── Records to process ──

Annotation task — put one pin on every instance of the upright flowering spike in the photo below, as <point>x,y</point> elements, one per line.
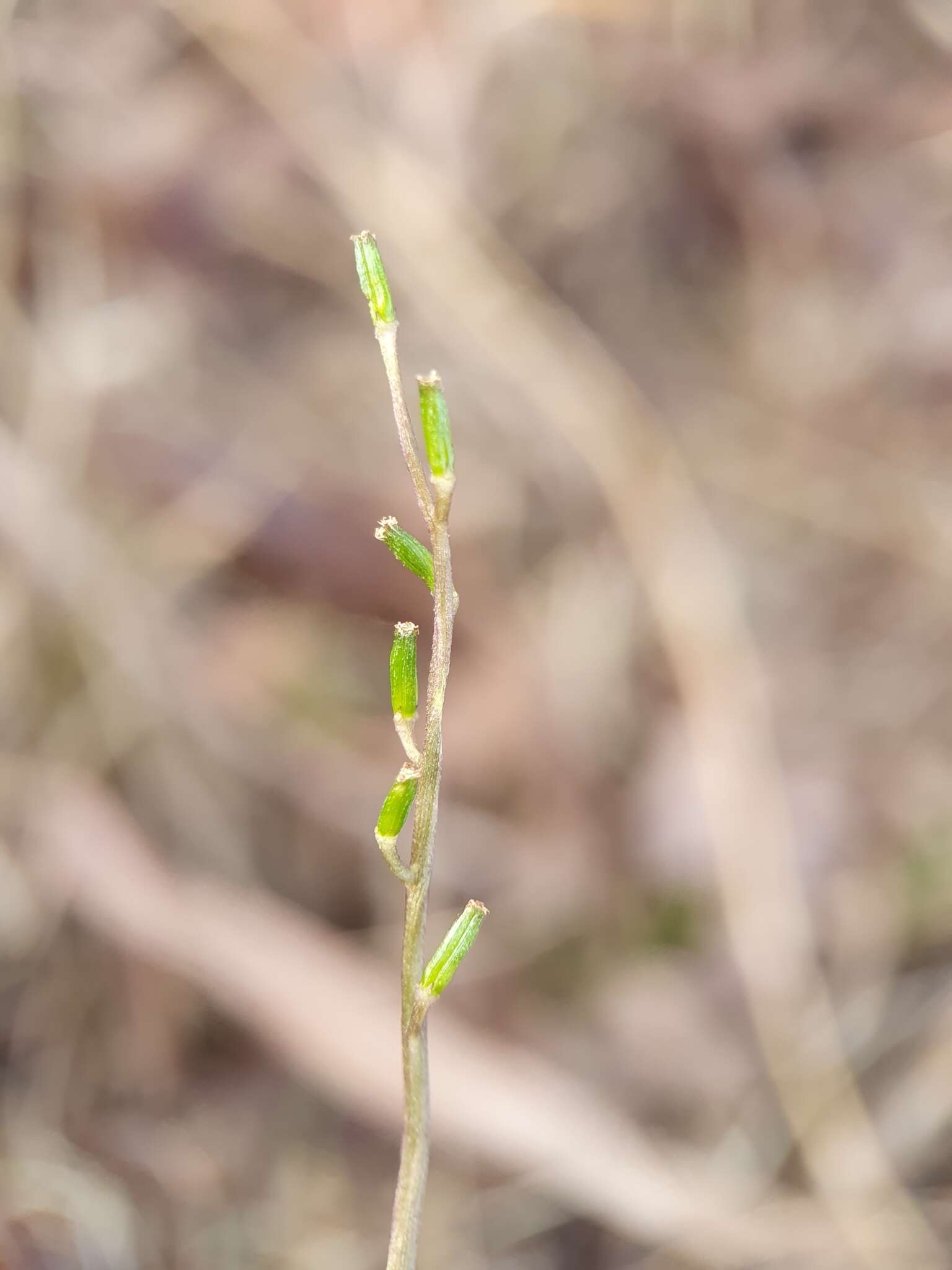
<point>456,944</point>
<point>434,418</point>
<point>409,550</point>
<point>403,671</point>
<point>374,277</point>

───

Task goal:
Rewrite the material with "upright flowering spike" changed to "vertical flower stalk" and everything else left as it is, omitting the pictures.

Task answer:
Annotation task — put one pin on every instance of the vertical flower stalk in the photo below, as <point>x,y</point> elements, one per line.
<point>456,944</point>
<point>434,418</point>
<point>409,550</point>
<point>403,671</point>
<point>374,277</point>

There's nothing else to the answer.